Is God Simple or Complex?

Persis Lorenti is a member of Grace Baptist Chapel in Hampton, VA where she serves as bookkeeper and deacon of library/resources. She blogs at triedbyfire.blogspot.com and out-of-theordinary.blogspot.com. You can follow her on Twitter @triedwfire.

Article: Classic Theism: Is God Simple or Complex? (original source here)

My Sunday school teacher posed this question during class a few years ago. The question surprised me because the answer seemed obvious. If God is so far beyond my comprehension, how could he be simple? Therefore, he must be complex, right? Wrong. The teacher was not referring to whether God was easily understood but rather to the doctrine of divine simplicity.

Simply stated, this doctrine teaches that there “is nothing in God that is not God.” [1] Nothing comprises God. Neither is there anything that lies behind or alongside him that provides the basis for his existence.[2] This is affirmed in the Westminster Confession 2.1 which states that God is “without body, parts, or passions.” The London Baptist Confession (LBC) 2.3 also adds “one God, who is not to be divided by nature or being.”

- _Work to complete_
1. Summarize the text on divine simplicity in two sentences.
2. Duplicate the portion of the text on divine simplicity starting at "Persis Lorenti is" and ending at "of divine simplicity.".
3. Translate this sentence from the text on divine simplicity into Spanish: "The question surprised me because the answer seemed obvious."
None of the tasks depends on the material placed after this note.

- _Data shown_

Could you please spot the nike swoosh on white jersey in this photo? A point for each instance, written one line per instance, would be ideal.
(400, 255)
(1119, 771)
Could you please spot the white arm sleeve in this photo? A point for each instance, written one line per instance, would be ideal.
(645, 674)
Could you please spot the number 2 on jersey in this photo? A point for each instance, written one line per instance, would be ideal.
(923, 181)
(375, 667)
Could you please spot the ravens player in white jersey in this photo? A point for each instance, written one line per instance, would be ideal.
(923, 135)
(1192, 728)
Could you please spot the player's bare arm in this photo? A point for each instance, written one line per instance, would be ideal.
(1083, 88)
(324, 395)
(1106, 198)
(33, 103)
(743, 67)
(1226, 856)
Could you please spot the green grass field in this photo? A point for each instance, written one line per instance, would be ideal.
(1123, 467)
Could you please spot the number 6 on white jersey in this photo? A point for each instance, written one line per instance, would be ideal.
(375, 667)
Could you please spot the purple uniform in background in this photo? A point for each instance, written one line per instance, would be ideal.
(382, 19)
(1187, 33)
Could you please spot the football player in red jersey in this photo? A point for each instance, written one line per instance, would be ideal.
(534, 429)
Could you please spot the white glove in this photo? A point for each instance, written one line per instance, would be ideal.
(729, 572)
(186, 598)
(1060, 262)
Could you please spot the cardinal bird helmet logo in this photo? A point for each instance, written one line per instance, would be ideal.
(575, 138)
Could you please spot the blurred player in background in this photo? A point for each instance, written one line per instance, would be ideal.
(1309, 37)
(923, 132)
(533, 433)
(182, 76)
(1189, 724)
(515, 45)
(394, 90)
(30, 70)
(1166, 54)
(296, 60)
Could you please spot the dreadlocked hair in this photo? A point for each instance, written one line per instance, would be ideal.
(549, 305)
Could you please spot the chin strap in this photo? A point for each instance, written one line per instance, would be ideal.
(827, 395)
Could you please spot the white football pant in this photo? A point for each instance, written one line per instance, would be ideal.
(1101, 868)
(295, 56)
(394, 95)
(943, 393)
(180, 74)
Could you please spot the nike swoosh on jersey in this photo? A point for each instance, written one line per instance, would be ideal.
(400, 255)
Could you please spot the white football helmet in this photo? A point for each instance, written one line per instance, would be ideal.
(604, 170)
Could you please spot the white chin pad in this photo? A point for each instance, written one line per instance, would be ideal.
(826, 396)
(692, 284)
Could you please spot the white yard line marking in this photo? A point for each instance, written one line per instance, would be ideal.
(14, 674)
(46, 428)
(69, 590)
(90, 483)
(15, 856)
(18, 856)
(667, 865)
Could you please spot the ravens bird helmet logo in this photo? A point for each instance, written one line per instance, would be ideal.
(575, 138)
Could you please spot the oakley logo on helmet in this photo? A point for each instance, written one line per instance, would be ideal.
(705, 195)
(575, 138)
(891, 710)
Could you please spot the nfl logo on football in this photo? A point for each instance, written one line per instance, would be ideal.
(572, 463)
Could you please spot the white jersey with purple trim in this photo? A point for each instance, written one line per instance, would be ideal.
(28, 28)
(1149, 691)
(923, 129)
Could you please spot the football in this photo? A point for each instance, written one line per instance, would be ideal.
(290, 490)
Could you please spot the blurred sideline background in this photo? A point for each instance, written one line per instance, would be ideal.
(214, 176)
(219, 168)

- _Task solutions_
1. A Sunday school teacher's question about whether God is simple or complex referred not to whether God is easily understood but to the doctrine of divine simplicity. That doctrine teaches that there is nothing in God that is not God, a view affirmed in Westminster Confession 2.1 and London Baptist Confession 2.3.

2.
Persis Lorenti is a member of Grace Baptist Chapel in Hampton, VA where she serves as bookkeeper and deacon of library/resources. She blogs at triedbyfire.blogspot.com and out-of-theordinary.blogspot.com. You can follow her on Twitter @triedwfire.

Article: Classic Theism: Is God Simple or Complex? (original source here)

My Sunday school teacher posed this question during class a few years ago. The question surprised me because the answer seemed obvious. If God is so far beyond my comprehension, how could he be simple? Therefore, he must be complex, right? Wrong. The teacher was not referring to whether God was easily understood but rather to the doctrine of divine simplicity.

3. La pregunta me sorprendió porque la respuesta parecía obvia.